- **Brief A**:
In the comment thread, what does Jess say the result would probably be if we had to do the work ourselves?
- **Brief B**:
Write out everything in the comment thread from "I like the idea" down to "Will Robison said...".

#### Given text ####

Later there will be a place for work. But never at the point of redemption.

I like those last lines. It is important to realize the beginnings are not our doings.

Belinda said...

I only make it through my blogroll on a random and sporadic basis. So why is it, that each time I come here, I find something that is so precisely what I need? See--even when from your view you're "drowning in self," you're still being used to God's purpose. Poetic, that.

Jess said...

It's a good thing too, cause if we had to do the work ourselves, it would probably be a pretty shoddy job. I know that I'd manage to stuff it up. It is not until you reach the point of realising how terribly wrong everything is and how hopeless you are to change it that you realise just how sweet God's grace is, what a gift it is. Sometimes seeing through broken eyes is just more effective.

Captain Mom said...

I like the idea that it's as if we're putting our hands in the air. Because God's grace is all about that...Him, not us. We cannot do anything, even in our vain efforts to do everything.

It's all about giving up. Giving everything up.

Thanks for pondering this...

Will Robison said...

#### Material provided ####

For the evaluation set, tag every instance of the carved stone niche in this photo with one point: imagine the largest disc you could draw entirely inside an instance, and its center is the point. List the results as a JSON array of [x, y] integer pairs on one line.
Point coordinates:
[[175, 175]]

####

- **Full response A**:
It would probably be a pretty shoddy job.

- **Full response B**:
I like the idea that it's as if we're putting our hands in the air. Because God's grace is all about that...Him, not us. We cannot do anything, even in our vain efforts to do everything.

It's all about giving up. Giving everything up.

Thanks for pondering this...

Will Robison said...